● DATA SUPPLIED:
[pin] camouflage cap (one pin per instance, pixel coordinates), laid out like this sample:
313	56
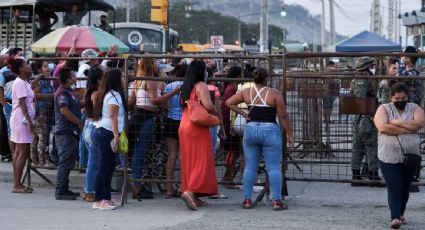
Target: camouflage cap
364	63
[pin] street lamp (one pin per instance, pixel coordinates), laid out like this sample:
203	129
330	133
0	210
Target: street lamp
188	9
283	12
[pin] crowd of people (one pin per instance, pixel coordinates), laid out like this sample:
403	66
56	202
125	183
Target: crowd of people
87	100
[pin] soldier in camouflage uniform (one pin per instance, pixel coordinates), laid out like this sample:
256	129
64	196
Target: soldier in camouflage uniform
385	85
365	133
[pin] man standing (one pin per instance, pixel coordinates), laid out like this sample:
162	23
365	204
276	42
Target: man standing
7	78
407	68
365	133
385	85
67	129
104	24
75	15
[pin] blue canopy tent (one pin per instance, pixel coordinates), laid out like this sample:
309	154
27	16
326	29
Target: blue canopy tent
367	42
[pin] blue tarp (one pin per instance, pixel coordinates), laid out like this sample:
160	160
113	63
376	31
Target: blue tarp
367	42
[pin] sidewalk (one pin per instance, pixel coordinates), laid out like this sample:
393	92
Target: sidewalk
311	206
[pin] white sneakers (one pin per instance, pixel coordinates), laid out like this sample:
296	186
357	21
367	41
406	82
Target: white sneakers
104	205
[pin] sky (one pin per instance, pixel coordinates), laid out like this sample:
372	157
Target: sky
354	18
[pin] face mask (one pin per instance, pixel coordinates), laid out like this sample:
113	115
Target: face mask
404	60
401	105
51	67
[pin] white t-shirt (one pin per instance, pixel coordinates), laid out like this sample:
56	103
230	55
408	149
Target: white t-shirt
111	98
81	84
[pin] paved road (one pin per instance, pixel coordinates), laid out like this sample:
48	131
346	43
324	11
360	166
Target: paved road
312	206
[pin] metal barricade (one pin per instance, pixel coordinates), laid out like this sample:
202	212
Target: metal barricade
155	160
321	112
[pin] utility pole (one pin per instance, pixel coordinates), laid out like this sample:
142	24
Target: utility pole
128	11
323	26
332	18
264	26
239	23
376	22
391	20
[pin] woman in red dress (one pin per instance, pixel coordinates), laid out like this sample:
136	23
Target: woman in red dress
196	158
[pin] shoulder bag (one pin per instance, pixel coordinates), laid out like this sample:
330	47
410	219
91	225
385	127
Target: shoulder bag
410	160
199	116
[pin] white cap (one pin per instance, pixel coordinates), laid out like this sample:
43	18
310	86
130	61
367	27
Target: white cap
4	51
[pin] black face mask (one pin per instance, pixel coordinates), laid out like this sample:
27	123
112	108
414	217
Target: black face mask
401	105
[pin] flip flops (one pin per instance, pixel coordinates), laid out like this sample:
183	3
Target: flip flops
23	190
174	195
188	201
218	196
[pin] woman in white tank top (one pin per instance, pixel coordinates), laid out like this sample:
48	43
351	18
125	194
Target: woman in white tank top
398	123
145	96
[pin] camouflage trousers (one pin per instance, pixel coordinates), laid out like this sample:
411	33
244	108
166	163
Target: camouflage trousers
365	144
40	143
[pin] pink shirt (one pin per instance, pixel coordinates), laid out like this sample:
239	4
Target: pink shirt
20	132
215	89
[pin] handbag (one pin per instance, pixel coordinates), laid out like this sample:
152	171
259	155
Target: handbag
123	143
410	160
199	116
239	124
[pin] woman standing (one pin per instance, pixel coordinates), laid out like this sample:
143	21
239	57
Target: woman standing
146	96
21	121
172	124
232	143
94	77
44	114
197	163
109	111
398	123
262	135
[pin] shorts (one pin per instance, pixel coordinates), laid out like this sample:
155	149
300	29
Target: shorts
171	128
8	113
328	102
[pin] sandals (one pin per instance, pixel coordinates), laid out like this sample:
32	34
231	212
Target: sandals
395	224
188	201
23	190
200	203
6	159
173	195
89	197
218	196
278	205
247	204
403	220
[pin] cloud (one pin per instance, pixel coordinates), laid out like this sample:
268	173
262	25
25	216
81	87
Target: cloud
353	18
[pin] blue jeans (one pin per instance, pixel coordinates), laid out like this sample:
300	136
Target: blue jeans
66	145
92	163
141	146
398	180
266	139
106	163
82	149
8	113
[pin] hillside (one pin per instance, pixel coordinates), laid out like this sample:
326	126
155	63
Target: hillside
300	24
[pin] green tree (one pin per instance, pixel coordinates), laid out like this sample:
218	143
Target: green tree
201	24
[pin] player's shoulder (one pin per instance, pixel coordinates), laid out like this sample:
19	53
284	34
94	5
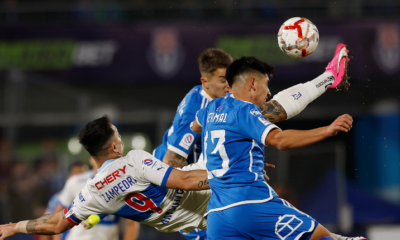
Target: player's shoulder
138	155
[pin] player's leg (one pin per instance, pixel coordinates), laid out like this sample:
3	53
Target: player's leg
296	98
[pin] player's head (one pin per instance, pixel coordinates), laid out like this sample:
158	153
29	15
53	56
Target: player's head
250	76
101	138
212	64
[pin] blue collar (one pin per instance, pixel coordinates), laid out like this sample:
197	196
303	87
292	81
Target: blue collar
105	164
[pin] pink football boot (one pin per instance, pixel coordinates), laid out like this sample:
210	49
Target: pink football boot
338	66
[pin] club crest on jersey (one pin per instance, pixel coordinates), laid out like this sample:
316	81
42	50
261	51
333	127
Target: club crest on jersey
148	162
286	225
255	112
187	141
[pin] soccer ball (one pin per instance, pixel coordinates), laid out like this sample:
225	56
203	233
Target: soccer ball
298	37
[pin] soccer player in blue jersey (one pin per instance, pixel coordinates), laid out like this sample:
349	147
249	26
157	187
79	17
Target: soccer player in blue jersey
234	132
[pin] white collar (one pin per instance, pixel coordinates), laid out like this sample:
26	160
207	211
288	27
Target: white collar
205	94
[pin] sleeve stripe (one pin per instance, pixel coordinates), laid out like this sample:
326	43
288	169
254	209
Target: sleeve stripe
266	131
166	176
177	150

● PROBLEM DETAILS:
From the material above, copy everything exactly but the pictures.

● ANSWER TO THE EXERCISE:
[pin] camouflage cap (one pin per instance, pixel coordinates), laid out like this sample:
313	56
Target: camouflage cap
364	63
[pin] street lamp (one pin per instance, pixel coordinates), laid out like this sample:
203	129
330	133
0	210
Target: street lamp
188	9
283	12
[pin] crowd of people (one pin per instance, pixel coordinates), laid out like this sample:
403	66
56	202
125	183
Target: crowd of people
87	100
[pin] soldier in camouflage uniform (one pin per instance, pixel coordinates), laid out like this sample:
256	129
64	196
Target: soldier in camouflage uniform
385	85
365	133
[pin] man standing (one pin per instance, pixel coordinates), laid out like this sample:
162	23
365	204
276	42
Target: man standing
7	78
407	68
365	133
385	85
67	129
104	24
75	15
[pin] blue canopy tent (one pin per instance, pixel coordinates), laid out like this sample:
309	154
27	16
326	29
Target: blue canopy tent
367	42
[pin] blue tarp (one pin per instance, pixel coordinates), laid out like this sample:
160	160
113	63
376	31
Target: blue tarp
367	42
[pin] sidewalk (one pin per instance, pixel coordinates), laid out like this sample:
393	92
Target: sidewalk
311	206
[pin] white sneakers (one pin per instance, pixel coordinates), laid out like this sample:
296	186
357	21
367	41
406	82
Target: white sneakers
104	205
[pin] sky (one pin per instance, pixel coordinates), laid out like this sample:
372	157
Target: sky
354	18
[pin] face mask (one pin per instance, pixel coordinates), laid out like this sample:
113	115
Target: face mask
404	60
401	105
51	67
[pin] white t-shirt (one pin per instance, pixel coordinates), laid out like this sample:
56	103
230	55
408	149
Target: white t-shirt
111	98
81	84
[pin] paved road (one pin per instance, pixel coordinates), laid out like this sample:
48	131
346	43
324	11
360	166
Target: paved road
312	206
[pin] metal barricade (one pin per instance, pixel coordinates), laid out like this sample:
202	212
Target: metal barricade
155	160
321	112
[pin] utility pole (one pin per instance, pixel coordinates), laid out like this sample:
142	24
Target: utility pole
128	11
323	26
332	18
264	26
239	23
376	22
391	20
[pin] woman in red dress (one pin per instance, pixel coordinates), laid out like this sample:
136	23
Target: woman in red dress
196	158
[pin] shoulder bag (one pin per instance, pixel coordinates), laid out like this sample:
330	47
410	219
91	225
385	127
Target: shoulder bag
410	160
199	116
[pin] white cap (one pin per instance, pixel coordinates), laid out like this sample:
43	18
310	86
130	61
367	27
Target: white cap
4	51
[pin] black face mask (one pin per instance, pixel coordinates), laid out like this sample:
27	123
112	108
414	217
Target: black face mask
401	105
[pin] flip flops (one pin per instance, pixel coordinates), laid out like this sample:
183	3
Target: flip flops
23	190
174	195
188	201
218	196
[pin] woman in white tank top (one pin per instance, pixel coordinates), laid out like this sample:
48	43
351	18
125	194
Target: woman in white tank top
398	123
145	96
[pin] camouflage trousers (one pin per instance, pixel coordinates), laid out like this sample:
411	33
244	108
166	163
Target: camouflage trousers
365	144
40	143
[pin] pink shirt (one pin per instance, pixel coordinates), laid out like this sample:
239	4
Target: pink shirt
20	132
215	89
[pin] handbag (one pin per instance, pixel coordinates), laid out like this sample:
152	171
259	155
Target: handbag
123	143
410	160
199	116
239	124
[pin] woman standing (one pin per instance, pixel coordinates), laid out like this sample:
143	21
239	57
Target: woman standing
146	96
21	121
172	124
232	143
94	77
44	114
197	163
109	111
398	123
262	135
[pin] shorts (one pin per instance, pixel coordinates), laid out like this sample:
155	149
300	29
Target: shorts
171	128
8	113
328	102
[pin] sandals (one pin per instance, pixel coordinates), laid out like this sample:
32	34
231	212
Target: sandals
395	224
188	201
23	190
200	203
6	159
173	195
89	197
218	196
278	205
247	204
403	220
[pin] cloud (one pin per instance, pixel coordinates), laid out like this sample:
268	173
262	25
25	216
81	87
Target: cloud
353	18
[pin] blue jeans (one pin per instance, pixel coordinates), laid out like this sample:
300	136
Target: blue jeans
66	145
92	163
141	146
398	180
266	139
106	163
82	149
8	113
[pin] hillside (one pin per instance, pixel coordinates), laid out like this sample:
326	126
155	63
Target: hillside
300	24
[pin] green tree (one pin per instance, pixel coordinates), laid out like this sample:
218	143
Target: green tree
201	24
[pin] player's shoulder (one pin per instance, pixel coordinates), laid out like this sample:
19	53
284	34
94	5
Target: player's shoulder
138	155
[pin] player's leg (one pin per instance, pixel coordinates), laid out like this sample:
3	53
Target: player's leg
296	98
[pin] player's head (one pin per instance, pixel coordinates), laid out like this sample:
158	153
29	15
53	56
Target: player's head
250	76
101	138
212	64
[pin] blue collar (one pin per instance, pixel coordinates), laid out like this sample:
197	196
303	87
292	81
Target: blue collar
105	164
[pin] pink football boot (one pin per instance, pixel coordinates), laid out like this sample:
210	49
Target: pink football boot
338	66
[pin] club crest on jersey (one pin per instance, pixel coordinates), laid out like this sample:
316	81
42	50
261	51
333	127
Target: club crest on jersey
148	162
286	225
255	112
187	141
[pin] soccer ball (one pin per instance, pixel coordinates), laid out like this sample:
225	56
203	233
Target: soccer ball
298	37
[pin] soccer player in blue jersey (one pin per instance, pixel coordinates), laid out like this sample:
349	147
249	26
157	187
79	17
Target: soccer player in blue jersey
234	132
[pin] white collar (one pin per instance, pixel coordinates), laid out like this sample:
26	160
207	211
288	27
Target: white collar
205	94
[pin] sleeve stripe (one pin per instance, pixel coordinates), laid out like this sample:
326	43
288	169
254	209
Target: sleeve stripe
266	131
166	176
177	150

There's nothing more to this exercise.